Stated problem –
Recast the lines of the records from the line containing "Place one point per instance of the green" through the line containing "(1001, 583)", both included, as a JSON list of strings with one string per line and blank lines omitted.

Entries for pointing to named objects:
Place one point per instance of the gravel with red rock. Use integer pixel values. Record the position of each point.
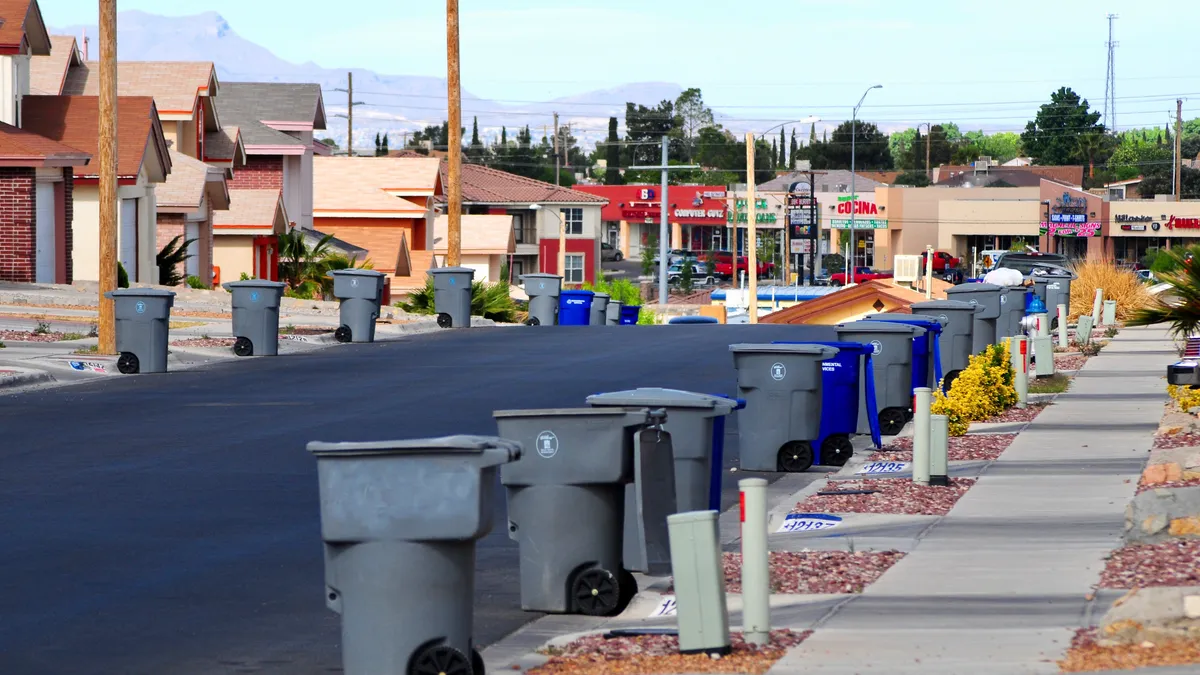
(973, 447)
(659, 655)
(1086, 653)
(1170, 563)
(892, 495)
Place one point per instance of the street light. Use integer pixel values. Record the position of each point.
(562, 239)
(853, 120)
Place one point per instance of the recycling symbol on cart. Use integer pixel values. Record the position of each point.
(547, 444)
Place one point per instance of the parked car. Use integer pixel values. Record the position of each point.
(861, 275)
(610, 254)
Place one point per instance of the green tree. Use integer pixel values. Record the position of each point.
(1053, 136)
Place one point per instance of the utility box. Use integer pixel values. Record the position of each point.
(400, 520)
(256, 316)
(143, 328)
(451, 296)
(360, 292)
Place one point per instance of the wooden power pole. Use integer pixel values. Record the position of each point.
(107, 171)
(454, 207)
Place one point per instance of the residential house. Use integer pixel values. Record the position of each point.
(382, 204)
(487, 242)
(538, 209)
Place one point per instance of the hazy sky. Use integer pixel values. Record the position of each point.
(982, 64)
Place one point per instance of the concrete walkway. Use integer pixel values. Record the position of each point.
(1001, 583)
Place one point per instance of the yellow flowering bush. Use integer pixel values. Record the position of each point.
(982, 390)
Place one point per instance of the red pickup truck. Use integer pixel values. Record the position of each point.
(861, 275)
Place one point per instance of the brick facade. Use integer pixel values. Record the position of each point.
(262, 172)
(18, 251)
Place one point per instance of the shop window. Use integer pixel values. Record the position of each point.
(574, 268)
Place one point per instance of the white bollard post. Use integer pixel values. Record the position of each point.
(1062, 327)
(939, 449)
(1019, 357)
(922, 401)
(699, 573)
(755, 563)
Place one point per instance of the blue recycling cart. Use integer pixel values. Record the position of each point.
(845, 378)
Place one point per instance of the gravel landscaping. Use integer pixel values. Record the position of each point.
(973, 447)
(1086, 653)
(1138, 566)
(659, 655)
(889, 495)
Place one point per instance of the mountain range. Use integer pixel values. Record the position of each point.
(394, 103)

Worked answer –
[
  "Place one point per instance of the green tree. Use integer pixel values. Record the position of each point.",
  "(1053, 136)",
  "Place one point per instance of the utility box. Use integer pixel values. Record the position of each point.",
  "(400, 520)",
  "(256, 316)",
  "(143, 328)",
  "(451, 296)",
  "(360, 292)",
  "Place one point per instance of the wooden power pole. Use integer pixel values. Record the position of each point.",
  "(107, 171)",
  "(454, 207)",
  "Place one point per instance of the residential house. Use integer pixel values. Record the position of each point.",
  "(382, 204)",
  "(487, 242)",
  "(538, 209)",
  "Place one point per instance of the hazy sky. Use integer pixel values. Record the position of each point.",
  "(982, 64)",
  "Place one point per instance of the concrete walkway. Use integer pixel values. Record the position of each point.",
  "(1001, 583)"
]